**Текстовый блок**.
Банкротства — страница 27 из 75

Явившись в назначенный час, Дюма застал Тейлора принимающим ванну: тот, будучи очень занятым человеком, просто не мог себе позволить выделять время для прослушивания каждого автора отдельно, даже и рекомендованного друзьями, и вынужден был совмещать работу и быт.

Дюма сказал, что прочтет только один акт, а далее — по желанию барона. «В добрый час! — ответил Тейлор. — В вас больше жалости к ближнему, чем в ваших коллегах. Что ж, это хорошее предзнаменование. Я вас слушаю». И выслушал всю пьесу. Когда же Дюма закончил, барон немедленно повез его в «Комеди Франсез», чтобы внести в списки на прослушивание. Через неделю Дюма читал «Христину» совету.

Пьеса произвела на слушателей хорошее впечатление, однако же они не могли вот так, запросто, взять и принять без нареканий произведение молодого и никому не известного автора, тем более, что «Христина» и впрямь не была лишена недостатков. Совет постановил пьесу принять, но отдать на доработку опытному автору, на которого театр мог положиться. Выбор пал на мсье Пикара, автора огромного количества комедий, пользовавшихся несомненным, хотя и недолгим, успехом.

Впрочем, Дюма на оговорку о доработке внимания не обратил. Еще бы! Ему всего 26 лет, а его пьесу уже собирается ставить «Комеди Франсез»! Было от чего потерять голову. Через неделю, правда, он чуть было не потерял ее от огорчения. Пикар пьесу «зарезал», дав ей самый нелестный отзыв.

**Предоставленные материалы**.
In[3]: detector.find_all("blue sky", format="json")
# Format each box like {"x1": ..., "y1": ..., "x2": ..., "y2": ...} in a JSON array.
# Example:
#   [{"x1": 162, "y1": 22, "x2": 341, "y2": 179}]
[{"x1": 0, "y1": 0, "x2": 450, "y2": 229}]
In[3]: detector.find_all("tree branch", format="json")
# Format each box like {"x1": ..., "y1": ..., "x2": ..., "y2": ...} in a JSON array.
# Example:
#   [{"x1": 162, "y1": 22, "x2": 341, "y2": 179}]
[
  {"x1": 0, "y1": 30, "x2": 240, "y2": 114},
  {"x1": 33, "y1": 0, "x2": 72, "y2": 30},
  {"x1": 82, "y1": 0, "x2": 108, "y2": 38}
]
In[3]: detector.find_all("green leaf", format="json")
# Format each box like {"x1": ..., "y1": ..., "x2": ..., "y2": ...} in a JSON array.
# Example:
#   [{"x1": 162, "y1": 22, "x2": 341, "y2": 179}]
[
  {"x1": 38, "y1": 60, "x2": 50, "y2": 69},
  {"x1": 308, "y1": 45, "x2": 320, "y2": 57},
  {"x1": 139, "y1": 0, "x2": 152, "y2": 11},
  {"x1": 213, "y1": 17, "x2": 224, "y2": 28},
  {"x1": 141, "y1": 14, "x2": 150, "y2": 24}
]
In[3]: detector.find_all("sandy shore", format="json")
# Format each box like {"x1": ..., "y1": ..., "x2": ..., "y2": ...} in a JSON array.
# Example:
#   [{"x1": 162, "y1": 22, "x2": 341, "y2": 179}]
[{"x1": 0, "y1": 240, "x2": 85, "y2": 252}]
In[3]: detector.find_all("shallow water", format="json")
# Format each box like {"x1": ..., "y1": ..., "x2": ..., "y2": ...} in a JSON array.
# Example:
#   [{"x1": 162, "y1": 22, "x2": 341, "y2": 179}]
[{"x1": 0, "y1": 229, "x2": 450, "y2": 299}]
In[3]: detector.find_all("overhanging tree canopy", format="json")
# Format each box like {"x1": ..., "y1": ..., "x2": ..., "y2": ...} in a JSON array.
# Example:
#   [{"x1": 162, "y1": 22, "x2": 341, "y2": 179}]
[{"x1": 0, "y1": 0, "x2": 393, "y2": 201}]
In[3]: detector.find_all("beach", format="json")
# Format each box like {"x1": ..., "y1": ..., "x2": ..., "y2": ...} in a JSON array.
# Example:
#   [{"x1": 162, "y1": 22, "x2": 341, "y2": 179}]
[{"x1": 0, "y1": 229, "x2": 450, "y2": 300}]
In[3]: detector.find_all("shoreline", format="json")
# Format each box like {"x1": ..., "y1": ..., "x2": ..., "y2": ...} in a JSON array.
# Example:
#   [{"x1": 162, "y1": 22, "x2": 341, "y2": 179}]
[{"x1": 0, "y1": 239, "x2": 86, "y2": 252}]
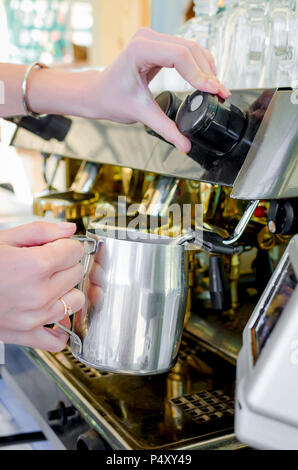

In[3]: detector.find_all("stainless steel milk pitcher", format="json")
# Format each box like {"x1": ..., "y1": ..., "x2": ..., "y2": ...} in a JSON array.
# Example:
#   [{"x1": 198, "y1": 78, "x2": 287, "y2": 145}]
[{"x1": 55, "y1": 230, "x2": 188, "y2": 375}]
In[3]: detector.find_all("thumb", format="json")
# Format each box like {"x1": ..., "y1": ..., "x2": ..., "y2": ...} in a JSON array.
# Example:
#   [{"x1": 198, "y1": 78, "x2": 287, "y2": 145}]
[
  {"x1": 0, "y1": 222, "x2": 76, "y2": 247},
  {"x1": 139, "y1": 100, "x2": 191, "y2": 152}
]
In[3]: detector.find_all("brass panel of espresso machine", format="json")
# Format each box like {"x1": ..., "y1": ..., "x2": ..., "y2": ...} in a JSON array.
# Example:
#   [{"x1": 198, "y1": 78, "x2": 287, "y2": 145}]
[{"x1": 3, "y1": 86, "x2": 298, "y2": 449}]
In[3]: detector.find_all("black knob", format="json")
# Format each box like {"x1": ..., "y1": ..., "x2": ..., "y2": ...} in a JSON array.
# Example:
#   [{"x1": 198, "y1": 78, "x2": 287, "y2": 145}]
[
  {"x1": 48, "y1": 401, "x2": 78, "y2": 426},
  {"x1": 209, "y1": 256, "x2": 231, "y2": 310},
  {"x1": 145, "y1": 91, "x2": 182, "y2": 140},
  {"x1": 268, "y1": 198, "x2": 298, "y2": 235},
  {"x1": 176, "y1": 91, "x2": 247, "y2": 155}
]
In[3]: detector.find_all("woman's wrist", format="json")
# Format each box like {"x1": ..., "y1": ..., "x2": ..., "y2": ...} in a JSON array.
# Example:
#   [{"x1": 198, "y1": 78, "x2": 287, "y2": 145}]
[{"x1": 27, "y1": 68, "x2": 105, "y2": 119}]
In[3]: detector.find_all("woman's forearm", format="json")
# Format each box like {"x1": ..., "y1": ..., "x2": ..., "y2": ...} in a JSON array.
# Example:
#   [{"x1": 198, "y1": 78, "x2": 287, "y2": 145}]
[{"x1": 0, "y1": 64, "x2": 101, "y2": 117}]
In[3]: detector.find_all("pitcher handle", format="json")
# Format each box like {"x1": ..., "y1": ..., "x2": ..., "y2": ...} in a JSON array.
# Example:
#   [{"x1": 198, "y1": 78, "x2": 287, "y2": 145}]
[{"x1": 54, "y1": 235, "x2": 103, "y2": 356}]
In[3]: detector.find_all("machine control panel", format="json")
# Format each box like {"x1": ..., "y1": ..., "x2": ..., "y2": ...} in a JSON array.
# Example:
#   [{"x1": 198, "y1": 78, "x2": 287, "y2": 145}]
[{"x1": 235, "y1": 235, "x2": 298, "y2": 450}]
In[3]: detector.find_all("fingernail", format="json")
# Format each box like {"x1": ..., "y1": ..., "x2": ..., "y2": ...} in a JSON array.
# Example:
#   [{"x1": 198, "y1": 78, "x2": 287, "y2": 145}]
[
  {"x1": 207, "y1": 78, "x2": 219, "y2": 93},
  {"x1": 211, "y1": 62, "x2": 217, "y2": 75},
  {"x1": 221, "y1": 85, "x2": 231, "y2": 96},
  {"x1": 53, "y1": 312, "x2": 65, "y2": 324},
  {"x1": 56, "y1": 222, "x2": 76, "y2": 230}
]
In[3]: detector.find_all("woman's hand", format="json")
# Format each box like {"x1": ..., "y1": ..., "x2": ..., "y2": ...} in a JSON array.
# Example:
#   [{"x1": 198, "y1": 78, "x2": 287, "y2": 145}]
[
  {"x1": 0, "y1": 222, "x2": 85, "y2": 352},
  {"x1": 84, "y1": 28, "x2": 230, "y2": 152},
  {"x1": 0, "y1": 28, "x2": 230, "y2": 152}
]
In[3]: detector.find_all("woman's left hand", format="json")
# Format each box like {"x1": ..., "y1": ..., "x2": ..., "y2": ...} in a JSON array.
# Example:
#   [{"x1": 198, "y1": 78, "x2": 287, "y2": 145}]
[{"x1": 84, "y1": 28, "x2": 230, "y2": 152}]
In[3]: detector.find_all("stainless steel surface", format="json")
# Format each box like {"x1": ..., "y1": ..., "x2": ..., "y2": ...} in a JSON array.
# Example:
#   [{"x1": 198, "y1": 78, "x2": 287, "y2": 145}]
[
  {"x1": 0, "y1": 344, "x2": 90, "y2": 450},
  {"x1": 7, "y1": 90, "x2": 263, "y2": 186},
  {"x1": 70, "y1": 232, "x2": 188, "y2": 375},
  {"x1": 231, "y1": 90, "x2": 298, "y2": 200},
  {"x1": 139, "y1": 176, "x2": 179, "y2": 216},
  {"x1": 3, "y1": 334, "x2": 243, "y2": 450},
  {"x1": 70, "y1": 161, "x2": 100, "y2": 193},
  {"x1": 223, "y1": 200, "x2": 260, "y2": 245}
]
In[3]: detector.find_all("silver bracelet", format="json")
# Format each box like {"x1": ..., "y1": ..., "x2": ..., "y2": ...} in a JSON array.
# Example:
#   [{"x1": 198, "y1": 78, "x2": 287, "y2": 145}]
[{"x1": 22, "y1": 62, "x2": 48, "y2": 118}]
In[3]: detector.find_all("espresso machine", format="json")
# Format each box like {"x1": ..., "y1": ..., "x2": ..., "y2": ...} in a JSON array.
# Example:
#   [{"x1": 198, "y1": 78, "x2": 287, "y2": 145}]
[{"x1": 1, "y1": 85, "x2": 298, "y2": 450}]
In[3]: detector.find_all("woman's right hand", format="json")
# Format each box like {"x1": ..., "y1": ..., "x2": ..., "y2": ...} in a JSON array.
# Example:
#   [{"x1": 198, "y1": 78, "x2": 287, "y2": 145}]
[{"x1": 0, "y1": 222, "x2": 85, "y2": 352}]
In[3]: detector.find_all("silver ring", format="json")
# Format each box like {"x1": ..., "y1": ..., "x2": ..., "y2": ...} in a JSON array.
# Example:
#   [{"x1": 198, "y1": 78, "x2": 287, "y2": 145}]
[{"x1": 59, "y1": 298, "x2": 72, "y2": 317}]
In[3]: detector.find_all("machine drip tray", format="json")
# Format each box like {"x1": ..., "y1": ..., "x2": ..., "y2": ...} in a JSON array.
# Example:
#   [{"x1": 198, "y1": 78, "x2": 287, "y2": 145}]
[{"x1": 16, "y1": 332, "x2": 244, "y2": 450}]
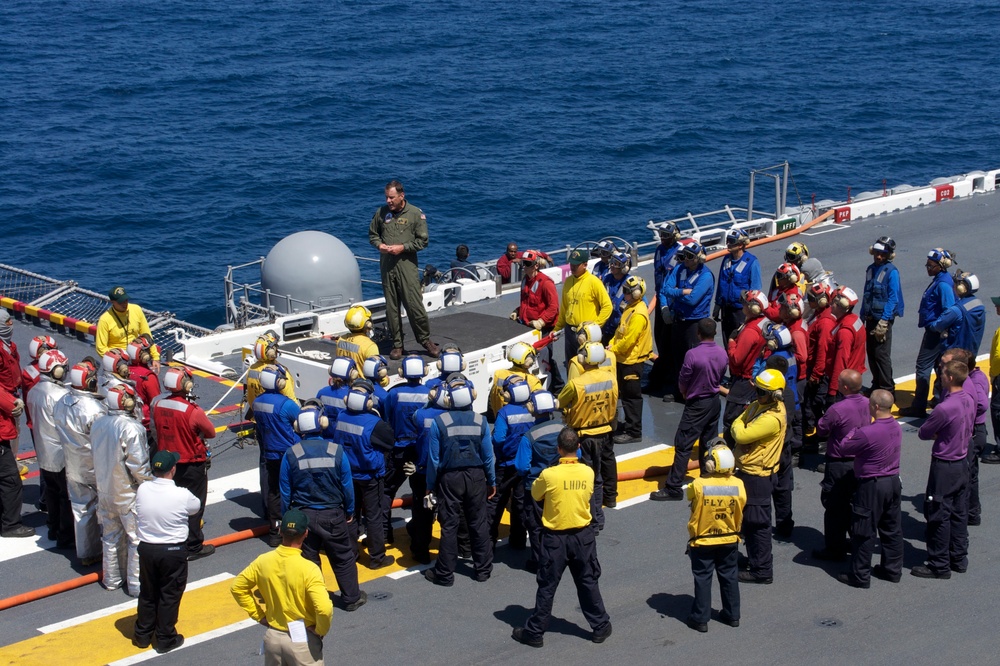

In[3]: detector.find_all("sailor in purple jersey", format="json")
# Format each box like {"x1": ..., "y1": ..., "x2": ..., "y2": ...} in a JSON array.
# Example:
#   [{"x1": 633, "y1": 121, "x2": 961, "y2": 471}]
[
  {"x1": 910, "y1": 361, "x2": 976, "y2": 578},
  {"x1": 827, "y1": 389, "x2": 903, "y2": 588},
  {"x1": 649, "y1": 317, "x2": 729, "y2": 501},
  {"x1": 941, "y1": 349, "x2": 990, "y2": 526},
  {"x1": 813, "y1": 369, "x2": 871, "y2": 561}
]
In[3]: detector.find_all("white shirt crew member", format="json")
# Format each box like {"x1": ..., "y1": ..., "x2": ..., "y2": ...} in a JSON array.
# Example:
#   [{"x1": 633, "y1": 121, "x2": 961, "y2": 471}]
[{"x1": 135, "y1": 477, "x2": 201, "y2": 544}]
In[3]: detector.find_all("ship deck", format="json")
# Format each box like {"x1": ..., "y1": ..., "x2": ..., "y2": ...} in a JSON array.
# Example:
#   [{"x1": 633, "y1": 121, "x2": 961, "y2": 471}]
[{"x1": 0, "y1": 189, "x2": 1000, "y2": 664}]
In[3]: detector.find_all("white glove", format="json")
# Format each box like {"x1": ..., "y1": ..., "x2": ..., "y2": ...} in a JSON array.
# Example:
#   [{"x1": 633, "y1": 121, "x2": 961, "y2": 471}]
[{"x1": 872, "y1": 319, "x2": 889, "y2": 342}]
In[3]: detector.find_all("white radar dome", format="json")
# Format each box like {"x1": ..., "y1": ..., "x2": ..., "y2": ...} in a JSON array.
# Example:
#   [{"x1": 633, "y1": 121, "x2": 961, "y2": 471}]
[{"x1": 260, "y1": 231, "x2": 361, "y2": 313}]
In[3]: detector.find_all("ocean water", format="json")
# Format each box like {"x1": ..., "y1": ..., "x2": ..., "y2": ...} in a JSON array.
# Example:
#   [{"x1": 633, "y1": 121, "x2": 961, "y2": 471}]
[{"x1": 0, "y1": 0, "x2": 1000, "y2": 326}]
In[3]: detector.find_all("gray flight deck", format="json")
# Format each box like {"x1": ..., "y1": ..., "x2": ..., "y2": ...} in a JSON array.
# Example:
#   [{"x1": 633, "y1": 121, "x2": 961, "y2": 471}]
[{"x1": 0, "y1": 189, "x2": 1000, "y2": 664}]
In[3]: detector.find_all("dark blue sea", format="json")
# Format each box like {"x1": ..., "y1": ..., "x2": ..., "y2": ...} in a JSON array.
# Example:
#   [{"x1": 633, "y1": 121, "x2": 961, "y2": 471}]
[{"x1": 0, "y1": 0, "x2": 1000, "y2": 326}]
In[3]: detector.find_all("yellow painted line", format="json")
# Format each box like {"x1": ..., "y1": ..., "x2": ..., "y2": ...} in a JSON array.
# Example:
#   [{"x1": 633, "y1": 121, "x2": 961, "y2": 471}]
[{"x1": 0, "y1": 449, "x2": 673, "y2": 666}]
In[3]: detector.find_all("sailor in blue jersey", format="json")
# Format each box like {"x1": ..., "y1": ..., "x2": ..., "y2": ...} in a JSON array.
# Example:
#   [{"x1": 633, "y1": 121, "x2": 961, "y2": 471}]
[
  {"x1": 601, "y1": 251, "x2": 632, "y2": 345},
  {"x1": 712, "y1": 228, "x2": 761, "y2": 345},
  {"x1": 659, "y1": 241, "x2": 715, "y2": 402},
  {"x1": 899, "y1": 247, "x2": 955, "y2": 417},
  {"x1": 382, "y1": 354, "x2": 430, "y2": 543},
  {"x1": 424, "y1": 375, "x2": 497, "y2": 587},
  {"x1": 514, "y1": 391, "x2": 566, "y2": 573},
  {"x1": 281, "y1": 404, "x2": 368, "y2": 611},
  {"x1": 316, "y1": 356, "x2": 361, "y2": 439},
  {"x1": 253, "y1": 365, "x2": 299, "y2": 548},
  {"x1": 646, "y1": 222, "x2": 684, "y2": 393},
  {"x1": 927, "y1": 269, "x2": 986, "y2": 356},
  {"x1": 406, "y1": 382, "x2": 448, "y2": 564},
  {"x1": 333, "y1": 379, "x2": 396, "y2": 569},
  {"x1": 489, "y1": 375, "x2": 535, "y2": 550},
  {"x1": 860, "y1": 236, "x2": 903, "y2": 395}
]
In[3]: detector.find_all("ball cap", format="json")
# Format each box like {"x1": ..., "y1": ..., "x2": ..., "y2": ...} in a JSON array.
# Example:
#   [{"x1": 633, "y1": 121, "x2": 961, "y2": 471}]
[
  {"x1": 281, "y1": 509, "x2": 309, "y2": 536},
  {"x1": 108, "y1": 286, "x2": 128, "y2": 303},
  {"x1": 151, "y1": 451, "x2": 181, "y2": 472}
]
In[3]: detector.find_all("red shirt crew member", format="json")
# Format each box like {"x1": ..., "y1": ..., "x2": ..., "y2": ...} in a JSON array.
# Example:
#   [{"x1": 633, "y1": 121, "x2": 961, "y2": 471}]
[{"x1": 152, "y1": 368, "x2": 215, "y2": 560}]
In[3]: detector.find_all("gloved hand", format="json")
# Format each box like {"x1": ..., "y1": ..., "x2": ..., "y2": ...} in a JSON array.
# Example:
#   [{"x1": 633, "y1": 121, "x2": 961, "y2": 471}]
[{"x1": 872, "y1": 319, "x2": 889, "y2": 342}]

**Что нужно сделать**.
1. Верните все строки записей, в которых встречается слово «sailor».
2. Подхватите текст о Дюма и его пьесе «Христина» и продолжите его сразу после последнего предложения.

**Ответы по заданиям**.
1.
In[3]: detector.find_all("sailor in purple jersey", format="json")
In[3]: detector.find_all("sailor in blue jersey", format="json")

2.
Не зная, что делать, Дюма снова обратился к барону Тейлору, и тот снова оказал ему помощь: он добился повторной читки пьесы, на сей раз направив ее Шарлю Нодье. На следующий день барон продемонстрировал Дюма рецензию, сделанную Нодье на первой странице рукописи. «По чести и совести заявляю, что "Христина" — одна из самых замечательных пьес, прочитанных мною за последние 20 лет». И пусть Дюма не обладал тем поэтическим талантом, что его друг и ровесник Виктор Гюго, зато он своими произведениями гораздо лучше мог увлечь зрителя.

Прослушав пьесу еще раз, совет вновь принял «Христину», и вновь с условием. Дюма вместе со старейшиной театра, мсье Самсоном, должен был внести в пьесу ряд исправлений, что и было исполнено.

Актеры начали репетиции, но света рампы «Христина» в этот раз не увидела. Неприятности начались с противостояния Дюма и мадемуазель Марс, являвшейся полновластной хозяйкой «Комеди Франсез» и грозой всех авторов. Актриса была уже немолода (хотя и выглядела очень хорошо) и консервативна; сделав карьеру в трагедии, она просто не могла играть драму. В «Христине» ей пришлось бы рвать на себе волосы, валяться на коленях, рыдать и вопить, что она считала дурным вкусом. Марс предложила Дюма сделать несколько купюр и слегка переработать ее роль, на что Александр, считавший свою пьесу верхом совершенства, ответил отказом. В свою очередь мадемуазель Марс на репетициях начала попросту манкировать неприятные ей реплики, упрямо заявляя суфлеру, что Дюма все-таки переделает роль. Что по этому поводу думал сам Дюма, ее ни в малейшей мере не интересовало. Стоит ли говорить о том, что такое противостояние отдаляло премьеру?


Александр Дюма в 1855 году (Фотограф — Феликс Надар).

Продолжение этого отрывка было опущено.